TO BE DONE: Can you write out the rows below again, switching "thickest part" to "widest part" in every row and leaving everything else untouched?

TASK DATA:
============

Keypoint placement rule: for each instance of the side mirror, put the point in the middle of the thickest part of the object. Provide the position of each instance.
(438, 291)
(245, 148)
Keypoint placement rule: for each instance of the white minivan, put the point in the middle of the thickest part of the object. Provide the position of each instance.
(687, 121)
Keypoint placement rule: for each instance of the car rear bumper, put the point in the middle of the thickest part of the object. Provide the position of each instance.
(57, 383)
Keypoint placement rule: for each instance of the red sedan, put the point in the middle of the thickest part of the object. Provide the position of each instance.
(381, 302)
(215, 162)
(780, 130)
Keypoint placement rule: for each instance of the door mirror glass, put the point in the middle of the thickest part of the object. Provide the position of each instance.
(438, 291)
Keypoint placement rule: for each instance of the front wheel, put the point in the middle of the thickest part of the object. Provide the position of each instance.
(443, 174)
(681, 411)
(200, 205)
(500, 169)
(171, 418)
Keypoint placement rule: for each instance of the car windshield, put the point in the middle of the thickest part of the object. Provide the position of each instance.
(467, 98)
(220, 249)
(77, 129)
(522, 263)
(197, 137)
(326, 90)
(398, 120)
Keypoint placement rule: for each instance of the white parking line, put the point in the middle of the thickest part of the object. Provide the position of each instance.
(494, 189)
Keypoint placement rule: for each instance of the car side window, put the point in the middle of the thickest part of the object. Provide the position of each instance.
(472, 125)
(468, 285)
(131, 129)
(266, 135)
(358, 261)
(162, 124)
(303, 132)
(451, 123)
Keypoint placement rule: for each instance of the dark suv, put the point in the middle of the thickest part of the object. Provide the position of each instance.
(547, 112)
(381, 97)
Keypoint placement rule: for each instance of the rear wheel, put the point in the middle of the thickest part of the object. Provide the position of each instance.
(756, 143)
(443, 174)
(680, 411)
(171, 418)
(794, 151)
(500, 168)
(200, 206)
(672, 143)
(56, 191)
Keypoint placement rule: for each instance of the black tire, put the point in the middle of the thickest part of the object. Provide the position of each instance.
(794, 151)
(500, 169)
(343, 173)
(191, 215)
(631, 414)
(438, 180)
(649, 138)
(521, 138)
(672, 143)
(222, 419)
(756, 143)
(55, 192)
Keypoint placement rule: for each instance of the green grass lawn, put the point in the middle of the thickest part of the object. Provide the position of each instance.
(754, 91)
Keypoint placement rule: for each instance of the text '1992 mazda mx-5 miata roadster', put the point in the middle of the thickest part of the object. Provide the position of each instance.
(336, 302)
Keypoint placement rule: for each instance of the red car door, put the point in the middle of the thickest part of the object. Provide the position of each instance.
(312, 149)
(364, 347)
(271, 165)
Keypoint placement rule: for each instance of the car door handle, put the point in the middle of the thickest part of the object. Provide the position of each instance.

============

ANSWER IN FULL:
Keypoint placement rule: for each instance of the side mirror, put the point in the middle of the widest part of the object. Provide the position of each instance.
(438, 291)
(245, 148)
Keypoint placement rule: for each instance of the white minivan, put the point in the middle of the widest part of the object. Provide the position of each instance.
(687, 121)
Keypoint placement rule: for each instance of the car rear bumper, put the point in the middle of the widest part of the object. Provide the position of each instance.
(57, 383)
Keypoint placement rule: for each instance of the red sedan, put the point in the middle of the widest part of the object. Provide the position of each instance.
(381, 302)
(215, 162)
(780, 130)
Keypoint placement rule: for each instance of the door mirror glass, put the point in the middle of the widest part of the object. Provide the position of each instance.
(438, 291)
Keypoint placement rule: for each instance of the front wheel, put the point in the middle of the widest part of the object. Provide the position of each instance.
(443, 174)
(681, 411)
(200, 205)
(500, 169)
(171, 418)
Keypoint placement rule: for each instance of the car windshield, put the point in the middle of the widest part of the object. Provide the position of each instance.
(467, 98)
(220, 249)
(77, 129)
(522, 263)
(197, 137)
(326, 90)
(398, 120)
Keypoint placement rule: for each instance of the white parking line, put the point in the middle of the widest part of the object. Provide the position of each instance.
(494, 189)
Keypoint placement rule: for each instance of the car side window, put the point in the middle of the widest part of the object. Provide the position of each instance.
(472, 125)
(468, 285)
(131, 129)
(266, 135)
(358, 261)
(162, 124)
(303, 132)
(451, 123)
Keypoint placement rule: for each instance of the dark suv, put the point in the middle of the widest part of the object. Provide the position of each instance.
(547, 112)
(381, 97)
Keypoint placement rule: for each instance of the rear wheel, put the point in the middle of the widest part of the object. Provide the position of each instance.
(756, 143)
(443, 174)
(680, 411)
(171, 418)
(794, 151)
(500, 168)
(200, 206)
(672, 143)
(56, 191)
Keypoint placement rule: for each instance of the black tire, put the point in the middle of the widest part of the object. Provide the position of each instance.
(794, 151)
(500, 169)
(343, 173)
(191, 215)
(631, 414)
(438, 180)
(649, 138)
(521, 138)
(672, 143)
(222, 419)
(756, 143)
(55, 192)
Keypoint placement rule: for each instance of the green grass lawn, put the point in the middle of the widest part of the object. Provide the position of each instance.
(754, 91)
Keypoint placement rule: for each instance of the text '1992 mazda mx-5 miata roadster', put the point in the middle of the widest part of the object. Provide the position of each instance.
(336, 302)
Keypoint placement rule: for each instance of the red car door, put the point in the middle of the widest part of the object. Provide the position of each instance.
(312, 149)
(364, 347)
(271, 165)
Keypoint placement rule: for each instance of the car door handle, put the point in the middle of the widest part of the object. Provide the position of each instance.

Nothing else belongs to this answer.